Segment Open

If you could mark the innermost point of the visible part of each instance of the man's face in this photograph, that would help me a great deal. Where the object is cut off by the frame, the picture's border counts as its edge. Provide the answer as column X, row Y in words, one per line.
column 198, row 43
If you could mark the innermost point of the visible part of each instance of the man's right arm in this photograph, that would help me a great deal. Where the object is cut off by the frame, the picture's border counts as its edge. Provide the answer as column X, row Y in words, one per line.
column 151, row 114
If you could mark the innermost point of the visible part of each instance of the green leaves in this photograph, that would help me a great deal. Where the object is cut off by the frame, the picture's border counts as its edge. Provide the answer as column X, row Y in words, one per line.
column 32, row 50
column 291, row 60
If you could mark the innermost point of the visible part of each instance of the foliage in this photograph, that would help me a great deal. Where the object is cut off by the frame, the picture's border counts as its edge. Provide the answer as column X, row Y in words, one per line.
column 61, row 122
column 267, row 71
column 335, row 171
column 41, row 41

Segment Closed

** TASK BRIEF **
The entire listing is to be repeated exactly.

** RESULT OF THIS TASK **
If you could mark the innermost point of the visible part of each instance of the man's face in this photograph, that would help me a great deal. Where the object is cut off by the frame, the picture's border counts as its edge. Provide the answer as column X, row Y in words, one per line.
column 198, row 43
If you could mark the innermost point of the visible part of each instance of the man's right arm in this photograph, that would help me a great deal. Where the object is cut off by the frame, the picture's border counts as its edge. Provide the answer as column X, row Y in words, one per line.
column 151, row 114
If you could mark the innermost point of the visible part of each instance of the green leaves in this photograph, that would help me a great deal. Where the object is cut off by the frame, the picture's border counts as its edge. Provide the answer as column X, row Y in words, one per line.
column 32, row 50
column 291, row 60
If you could mark the innermost point of the visible part of each instance of the foliage in this photograph, that would help me a great deal. Where the object is cut off by the frame, the picture's border counts as its edge. Provide the answer as column X, row Y in words, one per line.
column 61, row 122
column 267, row 71
column 335, row 171
column 41, row 41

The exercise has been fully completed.